PROBLEM REQUIREMENTS
Pull out the lines of the records from the line containing "border. For every match, produce a bounding box." through the line containing "[584,205,622,212]", both included, and reproduce them without any change.

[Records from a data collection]
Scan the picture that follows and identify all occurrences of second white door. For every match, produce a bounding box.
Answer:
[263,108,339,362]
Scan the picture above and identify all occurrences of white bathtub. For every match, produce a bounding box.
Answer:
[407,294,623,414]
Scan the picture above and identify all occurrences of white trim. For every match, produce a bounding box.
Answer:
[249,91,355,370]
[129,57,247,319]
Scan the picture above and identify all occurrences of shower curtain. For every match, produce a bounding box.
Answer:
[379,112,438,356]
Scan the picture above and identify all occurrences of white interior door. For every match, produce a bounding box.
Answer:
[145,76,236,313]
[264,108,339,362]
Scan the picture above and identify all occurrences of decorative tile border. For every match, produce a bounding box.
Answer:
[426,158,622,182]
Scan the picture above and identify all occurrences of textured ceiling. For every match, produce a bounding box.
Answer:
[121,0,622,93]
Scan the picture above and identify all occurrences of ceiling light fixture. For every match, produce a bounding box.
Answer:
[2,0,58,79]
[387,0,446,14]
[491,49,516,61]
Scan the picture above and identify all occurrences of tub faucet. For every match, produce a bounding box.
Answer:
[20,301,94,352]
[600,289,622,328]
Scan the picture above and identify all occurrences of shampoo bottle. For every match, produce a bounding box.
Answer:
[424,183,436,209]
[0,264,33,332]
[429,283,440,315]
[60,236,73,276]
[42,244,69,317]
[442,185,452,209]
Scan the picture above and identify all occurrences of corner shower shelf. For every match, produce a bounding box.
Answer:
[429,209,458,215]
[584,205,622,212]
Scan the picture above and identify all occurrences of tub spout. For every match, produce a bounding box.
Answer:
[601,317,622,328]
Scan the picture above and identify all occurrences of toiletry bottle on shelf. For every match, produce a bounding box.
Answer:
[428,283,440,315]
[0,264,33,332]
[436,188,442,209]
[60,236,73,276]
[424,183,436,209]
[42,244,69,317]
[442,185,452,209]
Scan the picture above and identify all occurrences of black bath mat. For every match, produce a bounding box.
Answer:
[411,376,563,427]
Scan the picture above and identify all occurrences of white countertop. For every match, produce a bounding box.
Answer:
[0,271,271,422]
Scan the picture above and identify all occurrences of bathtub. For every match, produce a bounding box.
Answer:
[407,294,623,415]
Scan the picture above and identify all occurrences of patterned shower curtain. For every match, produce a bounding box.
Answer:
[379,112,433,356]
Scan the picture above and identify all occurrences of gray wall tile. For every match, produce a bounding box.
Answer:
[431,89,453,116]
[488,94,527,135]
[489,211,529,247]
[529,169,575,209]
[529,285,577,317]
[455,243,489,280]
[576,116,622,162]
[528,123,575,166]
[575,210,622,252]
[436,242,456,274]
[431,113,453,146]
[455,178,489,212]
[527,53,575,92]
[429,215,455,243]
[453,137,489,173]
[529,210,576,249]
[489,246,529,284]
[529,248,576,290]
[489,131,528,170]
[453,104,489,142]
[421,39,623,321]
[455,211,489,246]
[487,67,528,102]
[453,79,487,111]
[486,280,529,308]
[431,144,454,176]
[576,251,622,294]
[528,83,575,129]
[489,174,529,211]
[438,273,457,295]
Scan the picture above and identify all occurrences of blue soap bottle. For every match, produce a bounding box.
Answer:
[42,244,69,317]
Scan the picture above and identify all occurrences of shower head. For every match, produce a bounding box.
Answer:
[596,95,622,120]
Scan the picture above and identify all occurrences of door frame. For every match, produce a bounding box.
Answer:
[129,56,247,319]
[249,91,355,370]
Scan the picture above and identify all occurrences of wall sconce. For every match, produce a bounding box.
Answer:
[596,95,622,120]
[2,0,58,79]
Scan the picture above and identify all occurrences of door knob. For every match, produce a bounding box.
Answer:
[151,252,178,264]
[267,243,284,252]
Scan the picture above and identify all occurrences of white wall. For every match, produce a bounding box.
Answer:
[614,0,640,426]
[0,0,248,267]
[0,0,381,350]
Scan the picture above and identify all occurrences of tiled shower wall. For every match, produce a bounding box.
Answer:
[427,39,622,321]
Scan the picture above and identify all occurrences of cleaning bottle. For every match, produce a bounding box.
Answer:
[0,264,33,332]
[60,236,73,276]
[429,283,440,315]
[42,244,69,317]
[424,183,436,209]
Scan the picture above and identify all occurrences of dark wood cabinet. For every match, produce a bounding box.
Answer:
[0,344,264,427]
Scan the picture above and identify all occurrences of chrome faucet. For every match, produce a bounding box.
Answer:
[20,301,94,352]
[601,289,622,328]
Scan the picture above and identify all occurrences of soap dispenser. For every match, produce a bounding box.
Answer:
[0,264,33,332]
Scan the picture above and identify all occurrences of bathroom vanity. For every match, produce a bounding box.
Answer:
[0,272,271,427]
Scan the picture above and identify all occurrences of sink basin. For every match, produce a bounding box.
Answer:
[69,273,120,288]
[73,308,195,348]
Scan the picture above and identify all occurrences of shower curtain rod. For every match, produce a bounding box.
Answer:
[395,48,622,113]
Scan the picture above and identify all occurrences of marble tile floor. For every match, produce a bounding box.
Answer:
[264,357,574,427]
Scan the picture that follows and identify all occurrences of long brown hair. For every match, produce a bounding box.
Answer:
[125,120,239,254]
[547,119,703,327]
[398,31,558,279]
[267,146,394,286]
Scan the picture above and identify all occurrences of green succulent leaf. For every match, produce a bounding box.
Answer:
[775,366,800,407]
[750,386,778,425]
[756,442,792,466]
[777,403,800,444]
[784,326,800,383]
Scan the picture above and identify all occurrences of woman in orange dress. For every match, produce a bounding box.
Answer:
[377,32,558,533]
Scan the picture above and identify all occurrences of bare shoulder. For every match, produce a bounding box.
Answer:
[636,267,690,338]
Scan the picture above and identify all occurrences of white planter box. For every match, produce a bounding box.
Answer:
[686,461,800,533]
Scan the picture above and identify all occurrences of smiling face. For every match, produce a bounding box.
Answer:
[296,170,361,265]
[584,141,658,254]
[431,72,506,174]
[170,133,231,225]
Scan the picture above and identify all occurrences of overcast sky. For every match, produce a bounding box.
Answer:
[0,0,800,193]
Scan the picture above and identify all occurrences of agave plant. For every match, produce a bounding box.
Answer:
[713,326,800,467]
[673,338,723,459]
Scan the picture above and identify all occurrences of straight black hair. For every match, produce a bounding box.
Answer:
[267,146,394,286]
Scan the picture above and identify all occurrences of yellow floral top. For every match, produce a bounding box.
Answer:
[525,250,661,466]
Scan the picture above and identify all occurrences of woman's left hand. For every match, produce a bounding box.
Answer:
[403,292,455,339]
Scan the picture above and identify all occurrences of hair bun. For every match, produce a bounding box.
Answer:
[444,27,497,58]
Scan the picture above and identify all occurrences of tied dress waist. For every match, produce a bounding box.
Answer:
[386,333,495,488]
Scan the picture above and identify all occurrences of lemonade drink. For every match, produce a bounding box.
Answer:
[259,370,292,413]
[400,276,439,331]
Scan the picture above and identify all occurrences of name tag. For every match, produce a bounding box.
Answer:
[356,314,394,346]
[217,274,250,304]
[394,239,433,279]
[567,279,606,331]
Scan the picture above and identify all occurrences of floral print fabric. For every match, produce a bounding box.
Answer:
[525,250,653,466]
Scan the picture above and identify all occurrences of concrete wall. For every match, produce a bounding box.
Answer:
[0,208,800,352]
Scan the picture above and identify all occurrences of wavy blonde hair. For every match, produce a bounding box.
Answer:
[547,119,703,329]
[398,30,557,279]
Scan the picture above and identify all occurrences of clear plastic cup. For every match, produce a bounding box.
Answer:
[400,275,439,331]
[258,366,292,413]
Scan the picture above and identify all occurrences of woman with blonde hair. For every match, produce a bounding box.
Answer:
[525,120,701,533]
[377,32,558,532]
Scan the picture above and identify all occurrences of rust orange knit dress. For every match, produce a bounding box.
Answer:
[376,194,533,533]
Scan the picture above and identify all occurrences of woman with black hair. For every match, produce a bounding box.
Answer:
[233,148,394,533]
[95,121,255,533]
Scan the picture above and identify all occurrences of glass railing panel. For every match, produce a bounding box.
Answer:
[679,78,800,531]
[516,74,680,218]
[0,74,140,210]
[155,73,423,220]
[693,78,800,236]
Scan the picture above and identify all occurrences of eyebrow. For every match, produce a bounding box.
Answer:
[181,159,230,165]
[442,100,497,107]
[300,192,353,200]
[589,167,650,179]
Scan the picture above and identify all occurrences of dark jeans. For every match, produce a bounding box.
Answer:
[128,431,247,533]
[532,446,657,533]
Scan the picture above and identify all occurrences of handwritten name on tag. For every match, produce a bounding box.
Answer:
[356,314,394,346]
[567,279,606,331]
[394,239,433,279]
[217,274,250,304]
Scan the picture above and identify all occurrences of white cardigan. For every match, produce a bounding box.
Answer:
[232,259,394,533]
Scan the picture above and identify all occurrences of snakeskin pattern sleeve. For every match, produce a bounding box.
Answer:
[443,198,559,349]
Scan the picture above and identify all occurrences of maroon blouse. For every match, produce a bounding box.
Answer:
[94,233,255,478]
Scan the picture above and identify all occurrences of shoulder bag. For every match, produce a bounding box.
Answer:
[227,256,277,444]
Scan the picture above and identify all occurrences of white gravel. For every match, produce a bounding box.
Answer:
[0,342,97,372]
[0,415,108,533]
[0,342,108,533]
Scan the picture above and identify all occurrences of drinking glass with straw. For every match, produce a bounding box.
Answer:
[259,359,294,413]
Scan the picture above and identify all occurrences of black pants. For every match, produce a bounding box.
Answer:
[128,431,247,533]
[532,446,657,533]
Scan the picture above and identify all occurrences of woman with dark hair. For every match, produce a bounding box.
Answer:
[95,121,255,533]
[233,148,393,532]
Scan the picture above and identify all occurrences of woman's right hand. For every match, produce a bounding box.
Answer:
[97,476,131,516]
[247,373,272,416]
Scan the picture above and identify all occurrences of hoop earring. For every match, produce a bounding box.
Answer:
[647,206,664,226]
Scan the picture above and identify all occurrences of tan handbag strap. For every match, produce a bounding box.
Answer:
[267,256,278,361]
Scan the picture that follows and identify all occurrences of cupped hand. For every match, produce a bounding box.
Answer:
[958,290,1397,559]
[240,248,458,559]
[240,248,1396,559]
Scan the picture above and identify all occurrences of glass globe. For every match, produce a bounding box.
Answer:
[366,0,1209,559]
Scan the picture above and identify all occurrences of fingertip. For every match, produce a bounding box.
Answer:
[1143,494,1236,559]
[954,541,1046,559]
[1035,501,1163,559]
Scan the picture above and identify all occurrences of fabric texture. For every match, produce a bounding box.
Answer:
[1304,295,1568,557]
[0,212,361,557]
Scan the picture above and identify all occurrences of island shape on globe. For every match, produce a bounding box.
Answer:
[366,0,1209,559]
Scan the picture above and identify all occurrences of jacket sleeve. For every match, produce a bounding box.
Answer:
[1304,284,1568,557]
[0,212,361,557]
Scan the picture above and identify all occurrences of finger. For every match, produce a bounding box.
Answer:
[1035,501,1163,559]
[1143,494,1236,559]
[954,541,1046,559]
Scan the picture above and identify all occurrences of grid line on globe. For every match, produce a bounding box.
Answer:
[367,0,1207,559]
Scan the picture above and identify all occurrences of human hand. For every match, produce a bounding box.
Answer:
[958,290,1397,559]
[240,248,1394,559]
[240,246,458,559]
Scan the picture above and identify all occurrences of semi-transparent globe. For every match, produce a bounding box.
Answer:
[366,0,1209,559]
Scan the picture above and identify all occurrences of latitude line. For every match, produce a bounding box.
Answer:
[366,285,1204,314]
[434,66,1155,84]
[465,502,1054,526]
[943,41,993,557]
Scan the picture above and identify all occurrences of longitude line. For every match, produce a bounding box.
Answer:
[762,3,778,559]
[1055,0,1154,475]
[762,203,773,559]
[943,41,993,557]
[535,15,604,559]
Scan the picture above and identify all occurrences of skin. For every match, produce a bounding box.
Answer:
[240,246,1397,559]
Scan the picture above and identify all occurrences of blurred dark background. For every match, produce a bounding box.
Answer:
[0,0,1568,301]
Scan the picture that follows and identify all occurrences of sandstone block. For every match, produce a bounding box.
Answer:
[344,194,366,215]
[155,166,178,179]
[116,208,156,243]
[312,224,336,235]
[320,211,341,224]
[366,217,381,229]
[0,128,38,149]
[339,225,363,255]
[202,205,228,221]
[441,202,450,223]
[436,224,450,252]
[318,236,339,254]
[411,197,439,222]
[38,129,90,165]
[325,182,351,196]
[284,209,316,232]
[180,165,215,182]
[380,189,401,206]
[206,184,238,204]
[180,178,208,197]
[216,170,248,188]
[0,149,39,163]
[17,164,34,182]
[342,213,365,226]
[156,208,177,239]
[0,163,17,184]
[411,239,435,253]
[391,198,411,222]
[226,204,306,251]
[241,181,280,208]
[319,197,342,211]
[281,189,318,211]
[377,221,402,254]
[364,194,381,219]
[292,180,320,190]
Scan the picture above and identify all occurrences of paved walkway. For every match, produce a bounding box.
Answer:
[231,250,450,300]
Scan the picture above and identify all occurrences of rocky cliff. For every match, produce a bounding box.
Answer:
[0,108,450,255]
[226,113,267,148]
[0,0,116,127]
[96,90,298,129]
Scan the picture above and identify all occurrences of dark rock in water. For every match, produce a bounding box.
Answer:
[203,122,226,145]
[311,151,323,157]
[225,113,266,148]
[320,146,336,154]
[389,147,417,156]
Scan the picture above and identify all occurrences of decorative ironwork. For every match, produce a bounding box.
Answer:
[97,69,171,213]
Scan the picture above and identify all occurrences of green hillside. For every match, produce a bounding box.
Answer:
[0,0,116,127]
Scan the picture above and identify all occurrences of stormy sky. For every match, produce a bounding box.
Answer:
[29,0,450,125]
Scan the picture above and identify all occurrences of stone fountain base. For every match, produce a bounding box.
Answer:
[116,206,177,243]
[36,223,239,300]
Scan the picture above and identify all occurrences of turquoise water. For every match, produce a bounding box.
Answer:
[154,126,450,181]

FULL RESPONSE
Scan the picture above and identify all occurrences of decorative tile border. For every match, produce a bounding box.
Answer:
[426,158,622,182]
Scan the picture above and identify all occurrences of textured ceiling. For every match, produce a bounding box.
Answer:
[121,0,622,93]
Scan the picture above and identify all occurrences of ceiling light fixture. For every match, produce a bounding box.
Answer:
[2,0,58,79]
[387,0,446,14]
[491,49,516,61]
Scan the picture above and identify all occurrences of tub faucet. For every match, produce a bounding box.
Answer:
[20,301,94,352]
[600,289,622,328]
Scan the picture above and identify all occurrences of shampoo bottle. For every match, produce a bounding box.
Answer:
[424,183,436,209]
[0,264,33,332]
[429,283,440,315]
[60,236,73,276]
[42,244,69,317]
[442,185,452,209]
Scan the picture above and identify all occurrences of corner shower shelf. For every match, produce a bounding box.
Answer:
[429,209,458,215]
[584,205,622,212]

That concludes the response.